__Fragmento del texto__:
###

Nerviosos, al ver cómo la realidad se les escapa de las manos, las mafias sindicales caen en la desesperación y la violencia. Allí es cuando apelan a sinsentidos, como apedrear a los colectivos que salen a ofrecer el transporte público para la gente. Entonces, en lugar de cosechar respaldos solo exacerban el repudio. Ante estos manotazos de ahogado, el gobierno no entra en una discusión contraproducente y deja hablar a sus índices de apoyo, los cuales se incrementan con cada jornada como la de ayer.
Lejos del acatamiento de otros tiempos, el jueves fue un día como cualquier otro. Los comercios estaban todos abiertos y la gente podía hacer todo lo que necesitara. El transporte de corta distancia funcionó en su gran mayoría y las nuevas aplicaciones (resistidas por estas mafias sindicales) colaboraron para que las personas lleguen a destino. Los más perjudicados, paradójicamente, fueron los trabajadores de menores recursos, quienes necesitaban hacer traslados largos, como los de provincia de Buenos Aires a Capital. Los últimos resultados electorales confirmaron que este segmento, históricamente vinculado al peronismo tradicional, ahora se identifica mucho más con el espacio libertario.

###

__Datos proporcionados__:
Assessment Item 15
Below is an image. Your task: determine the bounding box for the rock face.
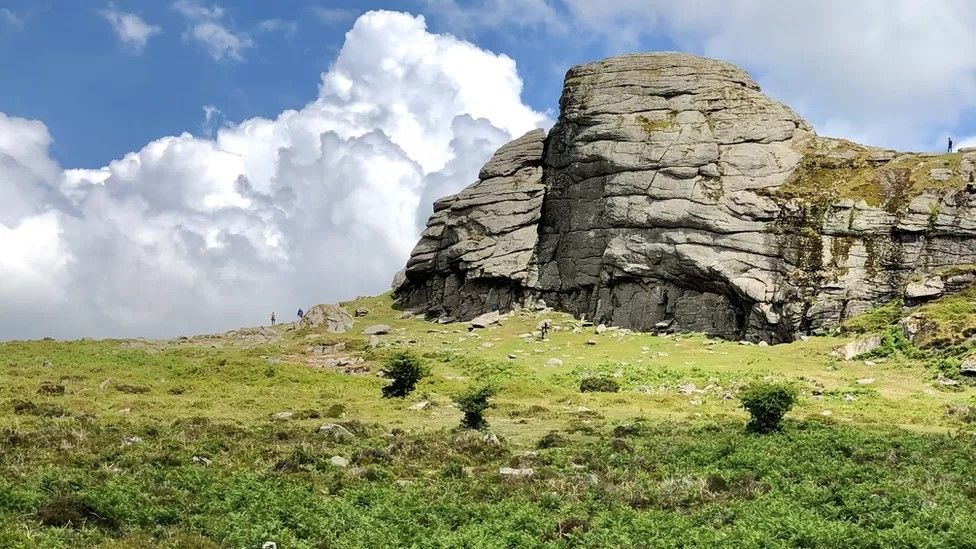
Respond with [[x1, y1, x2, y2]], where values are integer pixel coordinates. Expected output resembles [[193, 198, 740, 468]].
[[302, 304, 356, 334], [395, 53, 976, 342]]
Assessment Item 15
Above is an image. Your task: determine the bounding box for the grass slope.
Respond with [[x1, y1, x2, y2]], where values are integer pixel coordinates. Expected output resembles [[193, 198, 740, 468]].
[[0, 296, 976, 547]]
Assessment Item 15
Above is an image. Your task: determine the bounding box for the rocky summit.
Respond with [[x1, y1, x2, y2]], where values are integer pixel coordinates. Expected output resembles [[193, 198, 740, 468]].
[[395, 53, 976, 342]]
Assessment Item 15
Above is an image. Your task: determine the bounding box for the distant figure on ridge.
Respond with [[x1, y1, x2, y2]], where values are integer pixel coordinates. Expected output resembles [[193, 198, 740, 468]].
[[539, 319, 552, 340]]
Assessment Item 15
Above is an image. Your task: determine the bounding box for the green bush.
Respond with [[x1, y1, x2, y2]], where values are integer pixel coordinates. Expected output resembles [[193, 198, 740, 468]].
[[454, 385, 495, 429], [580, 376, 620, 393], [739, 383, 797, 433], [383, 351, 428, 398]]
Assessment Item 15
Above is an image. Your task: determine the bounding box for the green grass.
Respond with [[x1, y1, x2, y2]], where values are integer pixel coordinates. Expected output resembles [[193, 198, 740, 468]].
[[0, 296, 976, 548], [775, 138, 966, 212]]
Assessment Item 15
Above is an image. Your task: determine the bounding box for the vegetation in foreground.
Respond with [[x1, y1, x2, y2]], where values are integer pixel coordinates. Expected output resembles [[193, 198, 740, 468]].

###

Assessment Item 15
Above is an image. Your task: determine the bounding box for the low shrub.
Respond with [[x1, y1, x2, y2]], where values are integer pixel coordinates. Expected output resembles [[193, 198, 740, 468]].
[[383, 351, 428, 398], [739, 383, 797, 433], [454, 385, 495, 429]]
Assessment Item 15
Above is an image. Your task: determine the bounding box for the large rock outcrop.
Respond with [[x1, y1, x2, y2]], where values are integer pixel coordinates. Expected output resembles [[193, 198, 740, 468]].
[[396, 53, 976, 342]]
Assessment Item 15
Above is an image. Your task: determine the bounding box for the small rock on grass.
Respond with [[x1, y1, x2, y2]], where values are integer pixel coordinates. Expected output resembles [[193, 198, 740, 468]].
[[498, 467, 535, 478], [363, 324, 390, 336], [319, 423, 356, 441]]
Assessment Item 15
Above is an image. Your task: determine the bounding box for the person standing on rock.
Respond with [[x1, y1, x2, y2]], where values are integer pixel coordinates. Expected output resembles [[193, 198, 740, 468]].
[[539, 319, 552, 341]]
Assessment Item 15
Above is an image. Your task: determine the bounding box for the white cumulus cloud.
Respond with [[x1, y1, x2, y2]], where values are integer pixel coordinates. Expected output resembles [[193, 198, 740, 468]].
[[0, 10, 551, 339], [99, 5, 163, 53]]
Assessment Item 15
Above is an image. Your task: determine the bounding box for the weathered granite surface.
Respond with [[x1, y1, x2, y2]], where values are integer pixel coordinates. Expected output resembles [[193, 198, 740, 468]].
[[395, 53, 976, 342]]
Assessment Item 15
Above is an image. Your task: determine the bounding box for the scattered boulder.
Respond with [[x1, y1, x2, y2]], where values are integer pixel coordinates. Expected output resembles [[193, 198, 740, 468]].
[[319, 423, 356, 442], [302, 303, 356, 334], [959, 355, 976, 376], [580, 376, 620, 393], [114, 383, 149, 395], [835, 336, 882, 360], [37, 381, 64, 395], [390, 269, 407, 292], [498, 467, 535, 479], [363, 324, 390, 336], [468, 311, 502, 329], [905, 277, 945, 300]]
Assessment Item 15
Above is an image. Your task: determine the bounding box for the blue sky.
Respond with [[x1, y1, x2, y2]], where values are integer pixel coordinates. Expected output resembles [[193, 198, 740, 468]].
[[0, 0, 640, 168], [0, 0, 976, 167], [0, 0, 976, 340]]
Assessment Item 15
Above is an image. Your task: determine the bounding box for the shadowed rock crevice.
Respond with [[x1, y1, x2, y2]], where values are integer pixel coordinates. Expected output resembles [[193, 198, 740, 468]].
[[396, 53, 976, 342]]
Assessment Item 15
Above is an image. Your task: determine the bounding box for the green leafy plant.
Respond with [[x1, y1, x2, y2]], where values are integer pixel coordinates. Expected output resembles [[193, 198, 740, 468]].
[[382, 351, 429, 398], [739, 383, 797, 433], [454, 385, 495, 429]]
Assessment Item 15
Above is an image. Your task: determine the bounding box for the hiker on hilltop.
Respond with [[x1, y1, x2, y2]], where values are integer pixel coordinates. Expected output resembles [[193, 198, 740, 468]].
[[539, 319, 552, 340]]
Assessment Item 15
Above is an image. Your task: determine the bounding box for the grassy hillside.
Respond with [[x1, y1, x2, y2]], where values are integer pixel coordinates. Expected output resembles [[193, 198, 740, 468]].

###

__Objetivos__:
• a. Según el texto sobre las mafias sindicales, ¿quiénes fueron los más perjudicados el jueves?
• b. Prosigue el texto sobre las mafias sindicales a partir de su última oración.

__Respuestas__:
• a. Los trabajadores de menores recursos que necesitaban hacer traslados largos, como los de provincia de Buenos Aires a Capital.

• b.
Sin embargo, los líderes sindicales insisten con su suicidio lento y obstinado, pero efectivo. Como se rehúsan a aceptar que se terminó su era de privilegios y coerción, se aferran a una lucha perdida de antemano. El cachetazo que recibirán en las elecciones legislativas nacionales de octubre será un baldazo de agua fría. Lo más probable es que, ante un revés electoral que hasta les quite las bancas que ostentan (siempre consiguieron espacios salientes en las listas del kirchnerismo, en camino a conseguir magros resultados este año), ellos solo tengan la negación absoluta.
Son los dinosaurios obstinados a la espera de un meteorito que ya decretó la extinción de un modelo solo portador de atraso y pobreza.